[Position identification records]
····················

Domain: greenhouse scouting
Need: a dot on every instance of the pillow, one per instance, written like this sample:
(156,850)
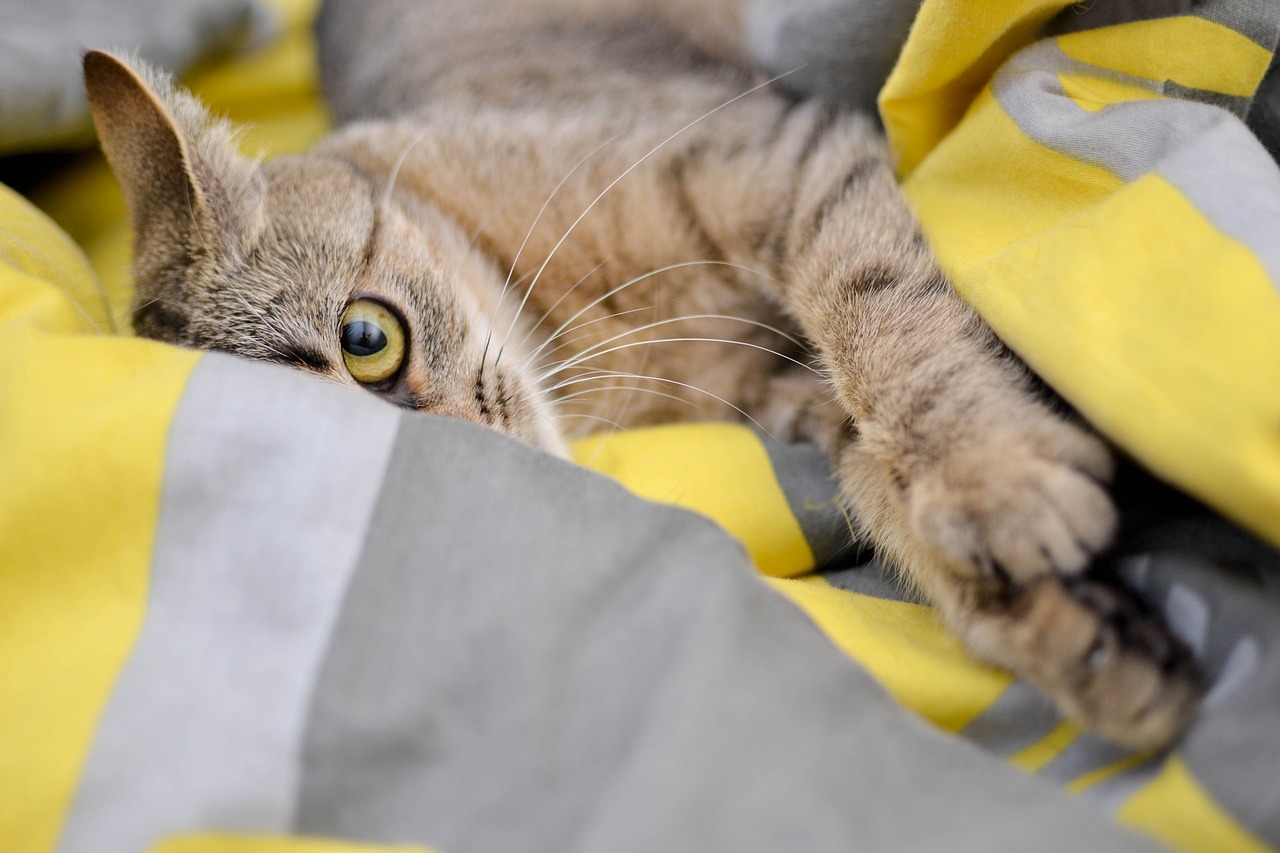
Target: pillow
(1098,200)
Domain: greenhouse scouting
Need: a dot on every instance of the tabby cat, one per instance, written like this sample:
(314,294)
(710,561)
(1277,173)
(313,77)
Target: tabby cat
(545,215)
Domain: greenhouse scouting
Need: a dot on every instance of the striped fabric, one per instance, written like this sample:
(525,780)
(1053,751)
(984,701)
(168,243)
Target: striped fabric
(1100,201)
(245,611)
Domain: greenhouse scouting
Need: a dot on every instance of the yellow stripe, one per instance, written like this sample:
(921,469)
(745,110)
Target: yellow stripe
(81,456)
(1102,774)
(904,647)
(1125,299)
(1176,811)
(951,53)
(1191,51)
(720,470)
(272,94)
(223,843)
(1038,755)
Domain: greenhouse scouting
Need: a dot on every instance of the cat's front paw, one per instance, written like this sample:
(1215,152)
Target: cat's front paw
(1016,502)
(1092,648)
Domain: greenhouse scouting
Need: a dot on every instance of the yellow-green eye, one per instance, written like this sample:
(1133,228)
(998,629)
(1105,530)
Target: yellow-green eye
(373,342)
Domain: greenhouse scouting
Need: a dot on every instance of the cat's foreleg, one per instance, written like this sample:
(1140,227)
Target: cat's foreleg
(990,502)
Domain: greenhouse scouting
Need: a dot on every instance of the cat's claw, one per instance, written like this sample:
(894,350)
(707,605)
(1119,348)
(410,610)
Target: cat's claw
(1092,649)
(1016,507)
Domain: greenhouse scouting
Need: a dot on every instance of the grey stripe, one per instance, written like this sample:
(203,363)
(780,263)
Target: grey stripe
(1019,719)
(1234,747)
(1207,153)
(1255,19)
(530,658)
(270,478)
(805,479)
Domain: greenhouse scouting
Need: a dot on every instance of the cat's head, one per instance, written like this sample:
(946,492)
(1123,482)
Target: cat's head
(305,260)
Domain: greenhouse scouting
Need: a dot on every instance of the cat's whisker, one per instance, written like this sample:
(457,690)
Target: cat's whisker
(603,420)
(624,374)
(533,327)
(577,395)
(636,281)
(515,260)
(568,342)
(629,170)
(594,352)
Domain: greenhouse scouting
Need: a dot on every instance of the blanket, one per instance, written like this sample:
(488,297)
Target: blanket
(245,610)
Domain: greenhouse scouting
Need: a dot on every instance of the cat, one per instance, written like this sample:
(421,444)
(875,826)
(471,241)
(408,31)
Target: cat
(547,215)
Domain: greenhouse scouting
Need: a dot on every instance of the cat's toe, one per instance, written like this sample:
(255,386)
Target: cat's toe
(1092,648)
(1016,510)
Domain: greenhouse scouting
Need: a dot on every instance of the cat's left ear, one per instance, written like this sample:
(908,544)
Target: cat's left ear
(190,192)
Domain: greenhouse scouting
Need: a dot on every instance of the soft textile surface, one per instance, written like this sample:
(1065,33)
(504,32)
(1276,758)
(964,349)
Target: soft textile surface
(42,101)
(247,611)
(1101,203)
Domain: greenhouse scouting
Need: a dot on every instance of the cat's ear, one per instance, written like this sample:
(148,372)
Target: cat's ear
(190,192)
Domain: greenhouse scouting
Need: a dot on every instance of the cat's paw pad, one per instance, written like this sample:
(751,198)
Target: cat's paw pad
(1092,648)
(1016,507)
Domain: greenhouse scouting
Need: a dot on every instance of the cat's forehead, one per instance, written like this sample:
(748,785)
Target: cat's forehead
(319,201)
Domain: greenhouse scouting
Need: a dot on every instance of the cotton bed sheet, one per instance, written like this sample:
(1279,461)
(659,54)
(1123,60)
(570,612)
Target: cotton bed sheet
(248,611)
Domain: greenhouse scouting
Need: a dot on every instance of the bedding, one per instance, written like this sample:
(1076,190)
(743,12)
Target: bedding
(243,610)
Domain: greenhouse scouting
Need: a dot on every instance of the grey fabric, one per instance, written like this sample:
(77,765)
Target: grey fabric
(1234,747)
(42,101)
(268,489)
(839,49)
(1207,153)
(805,479)
(626,684)
(1019,719)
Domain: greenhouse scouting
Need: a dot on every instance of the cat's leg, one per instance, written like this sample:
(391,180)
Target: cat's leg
(990,502)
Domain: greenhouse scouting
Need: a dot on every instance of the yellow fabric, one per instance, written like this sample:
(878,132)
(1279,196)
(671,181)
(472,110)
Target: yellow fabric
(904,647)
(81,456)
(1175,810)
(1184,50)
(951,53)
(1125,297)
(222,843)
(720,470)
(85,415)
(1121,293)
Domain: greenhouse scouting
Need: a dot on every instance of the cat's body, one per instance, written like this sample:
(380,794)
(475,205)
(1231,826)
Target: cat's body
(625,176)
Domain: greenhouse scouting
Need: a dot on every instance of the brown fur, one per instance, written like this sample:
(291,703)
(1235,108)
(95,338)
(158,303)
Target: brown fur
(489,137)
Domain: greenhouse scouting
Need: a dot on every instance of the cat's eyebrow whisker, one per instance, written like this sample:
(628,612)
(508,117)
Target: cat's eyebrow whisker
(400,163)
(629,170)
(554,305)
(636,281)
(488,340)
(567,342)
(622,374)
(603,420)
(636,388)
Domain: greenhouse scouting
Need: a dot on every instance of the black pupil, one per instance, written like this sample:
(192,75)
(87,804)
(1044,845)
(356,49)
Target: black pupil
(362,338)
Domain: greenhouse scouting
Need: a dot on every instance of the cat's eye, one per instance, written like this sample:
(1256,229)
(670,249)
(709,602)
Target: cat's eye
(373,342)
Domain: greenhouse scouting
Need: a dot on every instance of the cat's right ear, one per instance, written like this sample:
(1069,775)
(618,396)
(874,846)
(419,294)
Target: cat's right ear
(190,192)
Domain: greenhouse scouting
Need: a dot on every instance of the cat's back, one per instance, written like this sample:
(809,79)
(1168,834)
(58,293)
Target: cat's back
(385,58)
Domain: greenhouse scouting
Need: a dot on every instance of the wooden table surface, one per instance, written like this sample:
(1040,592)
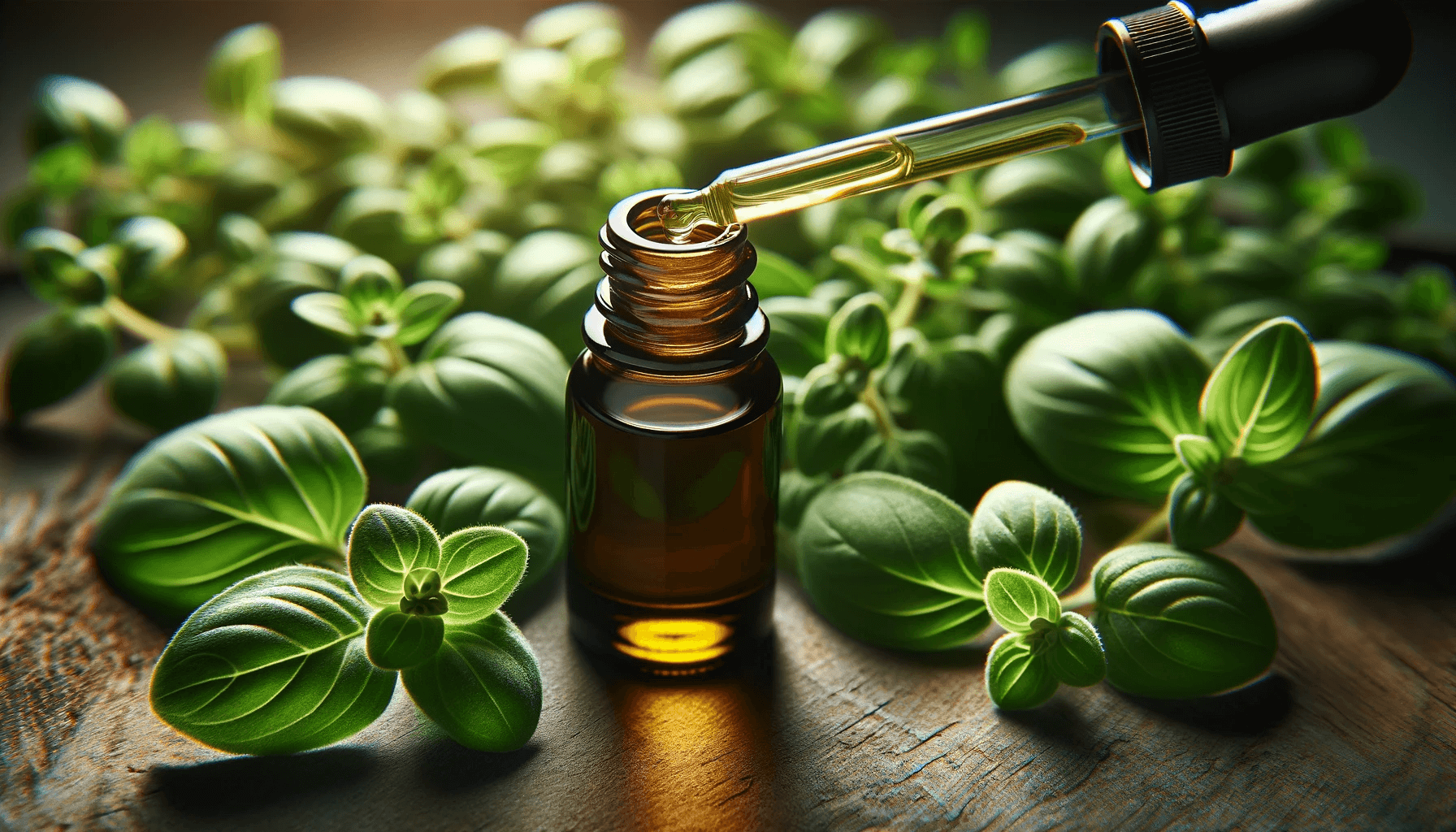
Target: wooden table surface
(1354,727)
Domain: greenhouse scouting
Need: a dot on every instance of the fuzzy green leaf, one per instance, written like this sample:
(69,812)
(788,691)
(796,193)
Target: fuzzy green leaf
(481,567)
(1180,624)
(1027,528)
(1378,459)
(1198,455)
(483,687)
(273,665)
(386,545)
(1259,400)
(1018,678)
(1103,396)
(422,308)
(228,497)
(1018,599)
(54,358)
(490,391)
(860,330)
(396,640)
(465,497)
(887,560)
(1198,516)
(169,382)
(1077,657)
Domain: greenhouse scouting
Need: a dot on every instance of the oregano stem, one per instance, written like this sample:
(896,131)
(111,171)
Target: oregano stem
(909,301)
(136,323)
(871,396)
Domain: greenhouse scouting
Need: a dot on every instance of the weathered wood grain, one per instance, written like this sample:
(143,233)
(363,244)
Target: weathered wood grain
(1354,727)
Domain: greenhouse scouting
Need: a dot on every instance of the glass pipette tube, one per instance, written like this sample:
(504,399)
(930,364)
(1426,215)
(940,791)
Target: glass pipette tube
(1047,119)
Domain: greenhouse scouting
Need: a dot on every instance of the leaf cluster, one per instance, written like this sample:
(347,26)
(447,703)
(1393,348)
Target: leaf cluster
(1321,444)
(897,564)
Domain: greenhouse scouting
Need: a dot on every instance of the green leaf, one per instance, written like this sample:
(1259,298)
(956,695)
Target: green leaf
(54,358)
(223,499)
(1103,396)
(347,389)
(63,169)
(242,70)
(483,687)
(1198,457)
(860,330)
(481,567)
(422,308)
(152,248)
(1107,245)
(778,275)
(491,392)
(169,382)
(1018,599)
(386,545)
(533,266)
(468,58)
(1027,528)
(1180,624)
(398,640)
(1378,459)
(1018,678)
(152,149)
(825,444)
(275,663)
(797,330)
(240,238)
(327,310)
(829,388)
(55,268)
(1198,516)
(70,108)
(386,449)
(332,115)
(1040,193)
(1259,400)
(915,453)
(1029,267)
(1077,657)
(465,497)
(889,561)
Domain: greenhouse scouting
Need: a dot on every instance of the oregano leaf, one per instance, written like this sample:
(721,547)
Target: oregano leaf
(398,640)
(1259,402)
(1077,657)
(1015,677)
(386,545)
(479,569)
(1198,516)
(274,663)
(1027,528)
(1018,599)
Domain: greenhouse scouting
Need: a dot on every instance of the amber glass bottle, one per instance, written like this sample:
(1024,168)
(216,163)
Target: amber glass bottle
(673,452)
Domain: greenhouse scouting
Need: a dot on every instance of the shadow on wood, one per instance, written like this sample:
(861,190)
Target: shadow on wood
(249,782)
(448,767)
(1248,712)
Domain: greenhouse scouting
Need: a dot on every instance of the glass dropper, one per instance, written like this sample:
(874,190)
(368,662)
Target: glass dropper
(1047,119)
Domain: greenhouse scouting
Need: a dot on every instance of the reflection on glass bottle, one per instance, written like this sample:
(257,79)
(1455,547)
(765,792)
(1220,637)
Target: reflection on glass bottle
(673,453)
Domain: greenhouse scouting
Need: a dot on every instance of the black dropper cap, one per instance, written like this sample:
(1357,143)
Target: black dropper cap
(1204,86)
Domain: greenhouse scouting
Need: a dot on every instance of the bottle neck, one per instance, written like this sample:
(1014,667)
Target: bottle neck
(673,308)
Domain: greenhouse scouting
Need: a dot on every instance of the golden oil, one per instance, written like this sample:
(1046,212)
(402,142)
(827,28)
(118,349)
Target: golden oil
(673,452)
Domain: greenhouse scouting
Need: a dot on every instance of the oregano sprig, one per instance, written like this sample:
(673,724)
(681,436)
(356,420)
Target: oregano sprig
(897,564)
(299,656)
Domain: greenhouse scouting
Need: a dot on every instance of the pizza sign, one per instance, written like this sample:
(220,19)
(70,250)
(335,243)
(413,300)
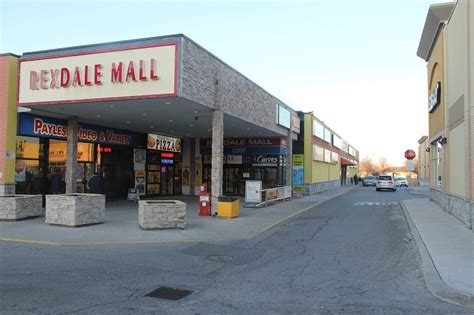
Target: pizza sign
(410,154)
(163,143)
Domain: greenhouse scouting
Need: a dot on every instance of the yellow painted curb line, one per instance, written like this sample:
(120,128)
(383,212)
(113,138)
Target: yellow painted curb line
(271,226)
(128,242)
(16,240)
(36,242)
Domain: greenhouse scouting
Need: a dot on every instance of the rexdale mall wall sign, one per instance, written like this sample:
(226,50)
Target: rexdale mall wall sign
(121,73)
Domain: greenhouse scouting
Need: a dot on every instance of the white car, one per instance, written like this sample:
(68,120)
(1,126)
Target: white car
(401,182)
(385,182)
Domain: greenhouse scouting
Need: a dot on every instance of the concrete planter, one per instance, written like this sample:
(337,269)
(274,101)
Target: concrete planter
(75,209)
(459,207)
(161,214)
(15,207)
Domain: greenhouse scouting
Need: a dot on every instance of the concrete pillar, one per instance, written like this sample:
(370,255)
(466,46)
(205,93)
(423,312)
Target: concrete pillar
(71,160)
(217,157)
(192,160)
(8,122)
(289,158)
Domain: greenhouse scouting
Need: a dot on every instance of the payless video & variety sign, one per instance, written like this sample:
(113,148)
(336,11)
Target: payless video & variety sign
(132,72)
(47,127)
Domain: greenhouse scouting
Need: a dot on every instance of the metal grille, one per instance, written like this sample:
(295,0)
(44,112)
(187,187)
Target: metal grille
(169,293)
(220,258)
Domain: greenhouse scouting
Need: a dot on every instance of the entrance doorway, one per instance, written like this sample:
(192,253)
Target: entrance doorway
(116,164)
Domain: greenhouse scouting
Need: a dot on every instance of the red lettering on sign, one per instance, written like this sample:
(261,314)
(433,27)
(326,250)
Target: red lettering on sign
(131,72)
(34,80)
(44,79)
(86,76)
(97,74)
(54,78)
(153,76)
(141,76)
(76,79)
(117,72)
(65,77)
(38,123)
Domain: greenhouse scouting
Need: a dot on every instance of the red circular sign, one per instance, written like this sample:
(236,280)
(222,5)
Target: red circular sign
(410,154)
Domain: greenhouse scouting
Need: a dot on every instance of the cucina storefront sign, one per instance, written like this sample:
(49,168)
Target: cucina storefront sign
(247,142)
(132,72)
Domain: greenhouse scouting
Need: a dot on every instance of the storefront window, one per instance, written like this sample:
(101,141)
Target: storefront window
(29,167)
(29,148)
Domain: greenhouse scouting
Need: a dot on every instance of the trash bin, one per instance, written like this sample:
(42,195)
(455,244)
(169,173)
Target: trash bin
(228,207)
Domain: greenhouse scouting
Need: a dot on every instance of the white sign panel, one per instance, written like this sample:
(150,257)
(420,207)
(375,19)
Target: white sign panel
(252,191)
(122,73)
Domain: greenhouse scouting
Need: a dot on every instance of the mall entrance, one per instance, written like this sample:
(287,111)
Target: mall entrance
(116,165)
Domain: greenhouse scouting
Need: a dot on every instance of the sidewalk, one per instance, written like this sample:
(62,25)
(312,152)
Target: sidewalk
(446,248)
(121,224)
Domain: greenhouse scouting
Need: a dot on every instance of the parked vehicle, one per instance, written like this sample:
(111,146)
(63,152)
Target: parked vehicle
(369,181)
(401,182)
(385,182)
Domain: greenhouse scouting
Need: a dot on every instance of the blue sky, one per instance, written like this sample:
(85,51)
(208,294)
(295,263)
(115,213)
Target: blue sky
(353,63)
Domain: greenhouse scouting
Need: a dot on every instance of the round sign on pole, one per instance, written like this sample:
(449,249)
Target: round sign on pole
(410,154)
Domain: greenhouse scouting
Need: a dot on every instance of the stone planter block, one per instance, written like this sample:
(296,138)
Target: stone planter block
(75,209)
(15,207)
(161,214)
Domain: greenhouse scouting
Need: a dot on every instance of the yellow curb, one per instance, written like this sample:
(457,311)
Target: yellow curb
(129,242)
(296,213)
(16,240)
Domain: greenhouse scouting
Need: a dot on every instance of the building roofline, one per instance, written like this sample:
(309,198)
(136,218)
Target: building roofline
(9,54)
(438,15)
(127,42)
(131,42)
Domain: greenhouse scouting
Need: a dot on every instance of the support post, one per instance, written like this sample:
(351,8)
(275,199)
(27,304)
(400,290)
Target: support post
(71,161)
(289,158)
(217,157)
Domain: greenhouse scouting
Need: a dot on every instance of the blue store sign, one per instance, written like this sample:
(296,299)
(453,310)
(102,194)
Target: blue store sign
(53,128)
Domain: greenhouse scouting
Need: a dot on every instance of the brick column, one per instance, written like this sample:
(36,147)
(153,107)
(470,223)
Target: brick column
(289,159)
(8,122)
(71,160)
(217,157)
(192,167)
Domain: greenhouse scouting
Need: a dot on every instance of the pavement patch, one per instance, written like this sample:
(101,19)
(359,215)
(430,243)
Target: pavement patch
(225,253)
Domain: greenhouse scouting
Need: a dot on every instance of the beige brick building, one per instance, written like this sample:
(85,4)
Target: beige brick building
(447,45)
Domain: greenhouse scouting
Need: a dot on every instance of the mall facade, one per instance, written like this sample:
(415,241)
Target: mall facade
(161,114)
(446,45)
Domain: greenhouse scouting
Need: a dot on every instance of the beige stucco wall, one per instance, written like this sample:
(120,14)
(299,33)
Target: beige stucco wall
(457,43)
(435,74)
(457,158)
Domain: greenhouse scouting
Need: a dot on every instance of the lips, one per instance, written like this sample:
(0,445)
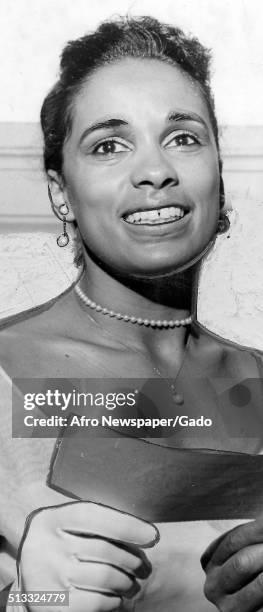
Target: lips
(157,215)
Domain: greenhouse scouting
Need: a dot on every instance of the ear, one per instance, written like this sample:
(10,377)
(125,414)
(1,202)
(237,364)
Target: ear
(58,194)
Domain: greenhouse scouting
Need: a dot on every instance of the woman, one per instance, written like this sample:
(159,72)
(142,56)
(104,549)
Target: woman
(132,158)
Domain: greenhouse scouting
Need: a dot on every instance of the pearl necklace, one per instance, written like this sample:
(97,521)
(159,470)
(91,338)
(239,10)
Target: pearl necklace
(128,318)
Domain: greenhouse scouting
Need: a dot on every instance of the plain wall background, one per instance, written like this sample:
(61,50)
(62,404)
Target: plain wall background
(33,32)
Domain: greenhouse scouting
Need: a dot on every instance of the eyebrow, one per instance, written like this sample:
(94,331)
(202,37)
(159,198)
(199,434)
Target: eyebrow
(113,123)
(182,116)
(102,125)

····················

== Given request ==
Find every line in the items above that contains the string "patch", and copy each of those lines.

== Response for this exercise ==
Need: a dot on every instance of the pavement patch, one per instance, written like this sample:
Target: pavement patch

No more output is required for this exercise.